Work to be completed -
Reproduce the records below, substituting "matching item" for every occurrence of "matching instance" and keeping everything else the same.

(Source records)
· · · · · · ·
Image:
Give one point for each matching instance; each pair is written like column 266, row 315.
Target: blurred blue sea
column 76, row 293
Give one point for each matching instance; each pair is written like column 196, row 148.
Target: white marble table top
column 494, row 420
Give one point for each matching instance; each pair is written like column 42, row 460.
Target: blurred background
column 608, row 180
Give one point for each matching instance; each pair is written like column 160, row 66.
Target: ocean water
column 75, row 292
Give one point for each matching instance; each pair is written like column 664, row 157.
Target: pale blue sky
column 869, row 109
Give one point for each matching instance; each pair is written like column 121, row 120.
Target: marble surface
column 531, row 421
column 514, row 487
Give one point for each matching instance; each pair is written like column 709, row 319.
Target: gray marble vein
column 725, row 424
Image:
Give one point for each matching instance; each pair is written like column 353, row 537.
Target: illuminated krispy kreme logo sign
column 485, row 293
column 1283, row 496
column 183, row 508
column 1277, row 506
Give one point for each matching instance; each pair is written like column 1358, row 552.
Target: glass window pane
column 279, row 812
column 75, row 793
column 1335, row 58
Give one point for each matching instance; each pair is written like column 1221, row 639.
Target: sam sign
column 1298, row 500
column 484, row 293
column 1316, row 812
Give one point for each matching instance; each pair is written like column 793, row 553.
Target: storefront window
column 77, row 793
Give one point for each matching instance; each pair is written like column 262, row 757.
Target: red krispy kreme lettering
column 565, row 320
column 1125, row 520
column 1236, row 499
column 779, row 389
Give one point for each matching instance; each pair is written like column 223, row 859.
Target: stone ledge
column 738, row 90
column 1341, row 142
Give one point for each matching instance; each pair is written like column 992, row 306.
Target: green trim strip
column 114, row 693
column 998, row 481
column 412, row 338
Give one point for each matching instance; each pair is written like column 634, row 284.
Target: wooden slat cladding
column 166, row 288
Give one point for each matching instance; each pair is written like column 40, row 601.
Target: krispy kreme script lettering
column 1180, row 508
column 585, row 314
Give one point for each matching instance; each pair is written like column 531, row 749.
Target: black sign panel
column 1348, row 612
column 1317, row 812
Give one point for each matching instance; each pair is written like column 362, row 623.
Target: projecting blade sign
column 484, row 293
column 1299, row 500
· · · · · · ·
Exercise response -
Image:
Give one point for each matching item; each pair is written like column 266, row 315.
Target: blurred blue sea
column 76, row 293
Give one point for each matching item; each pair is written like column 196, row 148.
Target: white marble table top
column 494, row 420
Give one point for each matching item; each pair is written like column 42, row 460.
Target: blurred background
column 608, row 180
Give one point for each matching item; each pair is written like column 160, row 66.
Target: ocean water
column 75, row 292
Give one point for each matching item; each pair is written like column 664, row 157.
Target: pale blue sky
column 869, row 109
Give one point for each matching item; each pair is written like column 121, row 120.
Target: marble surface
column 531, row 421
column 514, row 487
Give one point for each matching item; each pair is written like column 709, row 319.
Target: gray marble vein
column 725, row 424
Image:
Give one point for each matching item; each pair is written like column 353, row 537.
Target: illuminated krispy kreme logo sign
column 485, row 293
column 1283, row 496
column 183, row 508
column 1277, row 506
Give one point for each matching item; each pair is written like column 1358, row 552.
Target: glass window pane
column 279, row 812
column 75, row 793
column 1335, row 58
Give one point for each matching item; each pair is written like column 1221, row 639.
Target: sam sign
column 1298, row 500
column 484, row 293
column 1316, row 812
Give one point for each matching item; each pair is written like column 793, row 553.
Target: storefront window
column 77, row 793
Give one point for each matching item; each pair is written like column 262, row 757.
Target: red krispy kreme lettering
column 565, row 320
column 1125, row 520
column 1236, row 499
column 779, row 389
Give one point for each matching item; each pair is written like column 223, row 859.
Target: stone ledge
column 738, row 90
column 1341, row 142
Give one point for each matching item; each pair is written like column 992, row 306.
Target: green trim strip
column 114, row 693
column 998, row 481
column 412, row 338
Give one point for each matching item; each pair is written like column 634, row 284.
Target: wooden slat cladding
column 166, row 288
Give one point for each matching item; each pair is written like column 40, row 601.
Target: krispy kreme script lettering
column 1180, row 508
column 585, row 314
Give one point for each matching item; each pair is written like column 531, row 749.
Target: black sign panel
column 1348, row 612
column 1317, row 812
Give one point for each matching item; each pair is written like column 362, row 623.
Target: projecting blade sign
column 484, row 293
column 1299, row 500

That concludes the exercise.